_Task requirements_.
Exactly reproduce the lines from the top of the entries below through the line containing "example = [(199, 176)]", with both ends included.

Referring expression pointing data
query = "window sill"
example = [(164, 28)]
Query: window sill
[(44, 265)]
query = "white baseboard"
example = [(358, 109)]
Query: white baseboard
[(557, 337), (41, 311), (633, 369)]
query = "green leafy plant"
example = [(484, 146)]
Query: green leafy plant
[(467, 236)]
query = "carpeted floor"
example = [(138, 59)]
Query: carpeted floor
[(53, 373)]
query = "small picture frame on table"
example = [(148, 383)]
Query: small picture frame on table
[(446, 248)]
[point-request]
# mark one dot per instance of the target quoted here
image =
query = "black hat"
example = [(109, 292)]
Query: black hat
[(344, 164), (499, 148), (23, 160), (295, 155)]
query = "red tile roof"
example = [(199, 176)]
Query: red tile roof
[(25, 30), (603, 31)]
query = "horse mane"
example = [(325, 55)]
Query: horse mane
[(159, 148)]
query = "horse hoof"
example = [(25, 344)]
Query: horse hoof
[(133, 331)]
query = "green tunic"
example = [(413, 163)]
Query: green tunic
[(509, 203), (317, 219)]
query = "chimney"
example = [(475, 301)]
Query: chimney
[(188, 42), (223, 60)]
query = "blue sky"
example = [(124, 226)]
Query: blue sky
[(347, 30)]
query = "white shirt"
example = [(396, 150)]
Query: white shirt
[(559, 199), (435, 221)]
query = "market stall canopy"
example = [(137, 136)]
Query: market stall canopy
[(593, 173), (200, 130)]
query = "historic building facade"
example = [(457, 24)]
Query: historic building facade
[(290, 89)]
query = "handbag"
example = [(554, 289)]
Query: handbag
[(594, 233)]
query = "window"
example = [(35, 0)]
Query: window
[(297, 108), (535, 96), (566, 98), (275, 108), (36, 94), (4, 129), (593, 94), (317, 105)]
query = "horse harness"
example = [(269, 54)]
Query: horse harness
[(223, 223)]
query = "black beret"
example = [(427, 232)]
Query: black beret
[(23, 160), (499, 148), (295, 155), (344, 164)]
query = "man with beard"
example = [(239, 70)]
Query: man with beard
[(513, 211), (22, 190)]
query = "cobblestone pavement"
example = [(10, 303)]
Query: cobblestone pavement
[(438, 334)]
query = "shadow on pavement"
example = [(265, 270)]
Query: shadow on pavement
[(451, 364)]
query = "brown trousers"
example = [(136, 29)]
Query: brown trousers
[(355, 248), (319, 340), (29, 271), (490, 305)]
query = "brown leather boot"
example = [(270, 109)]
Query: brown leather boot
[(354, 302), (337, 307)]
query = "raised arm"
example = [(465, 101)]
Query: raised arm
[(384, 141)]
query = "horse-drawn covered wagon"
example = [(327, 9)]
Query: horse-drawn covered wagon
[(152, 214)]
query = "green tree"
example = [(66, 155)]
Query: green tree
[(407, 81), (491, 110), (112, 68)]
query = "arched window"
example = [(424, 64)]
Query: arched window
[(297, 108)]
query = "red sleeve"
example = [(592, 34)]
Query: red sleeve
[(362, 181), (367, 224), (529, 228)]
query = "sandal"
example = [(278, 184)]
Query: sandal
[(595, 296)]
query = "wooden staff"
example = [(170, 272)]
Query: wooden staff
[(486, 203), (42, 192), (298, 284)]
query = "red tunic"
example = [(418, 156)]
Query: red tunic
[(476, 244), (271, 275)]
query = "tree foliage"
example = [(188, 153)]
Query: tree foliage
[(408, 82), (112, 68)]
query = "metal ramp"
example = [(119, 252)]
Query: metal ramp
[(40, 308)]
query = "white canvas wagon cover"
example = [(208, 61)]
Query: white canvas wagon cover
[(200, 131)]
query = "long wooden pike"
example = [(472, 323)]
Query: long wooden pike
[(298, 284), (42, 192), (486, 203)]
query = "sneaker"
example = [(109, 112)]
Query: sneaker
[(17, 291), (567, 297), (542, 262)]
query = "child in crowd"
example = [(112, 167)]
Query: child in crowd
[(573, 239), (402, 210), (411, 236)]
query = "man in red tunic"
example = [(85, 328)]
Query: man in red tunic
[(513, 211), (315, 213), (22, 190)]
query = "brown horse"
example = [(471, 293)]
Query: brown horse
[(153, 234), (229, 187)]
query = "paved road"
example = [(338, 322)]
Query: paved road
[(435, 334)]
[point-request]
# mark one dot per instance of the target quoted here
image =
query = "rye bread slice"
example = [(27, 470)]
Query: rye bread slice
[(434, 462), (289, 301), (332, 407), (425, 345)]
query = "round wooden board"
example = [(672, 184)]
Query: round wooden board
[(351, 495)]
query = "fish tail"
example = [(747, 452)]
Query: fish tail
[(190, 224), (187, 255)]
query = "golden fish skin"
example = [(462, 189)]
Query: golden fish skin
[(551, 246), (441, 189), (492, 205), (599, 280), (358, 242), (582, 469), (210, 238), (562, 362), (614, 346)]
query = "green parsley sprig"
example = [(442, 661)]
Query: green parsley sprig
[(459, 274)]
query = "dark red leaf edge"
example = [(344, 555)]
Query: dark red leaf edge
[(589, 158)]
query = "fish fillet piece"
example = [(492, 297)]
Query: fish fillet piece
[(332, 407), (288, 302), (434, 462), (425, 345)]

_Final answer_.
query = "window sill"
example = [(164, 28)]
Query: window sill
[(44, 265)]
query = "white baseboard"
example = [(358, 109)]
Query: white baseboard
[(557, 337), (41, 311), (633, 369)]
query = "green leafy plant"
example = [(484, 146)]
Query: green leafy plant
[(467, 236)]
query = "carpeted floor"
example = [(138, 59)]
Query: carpeted floor
[(53, 373)]
query = "small picture frame on table"
example = [(148, 383)]
Query: small picture frame on table
[(446, 248)]
[point-request]
# mark one dot per instance of the target quoted here
image =
query = "black hat"
example = [(109, 292)]
Query: black hat
[(344, 164), (499, 148), (23, 160), (295, 155)]
query = "red tile roof"
example = [(199, 176)]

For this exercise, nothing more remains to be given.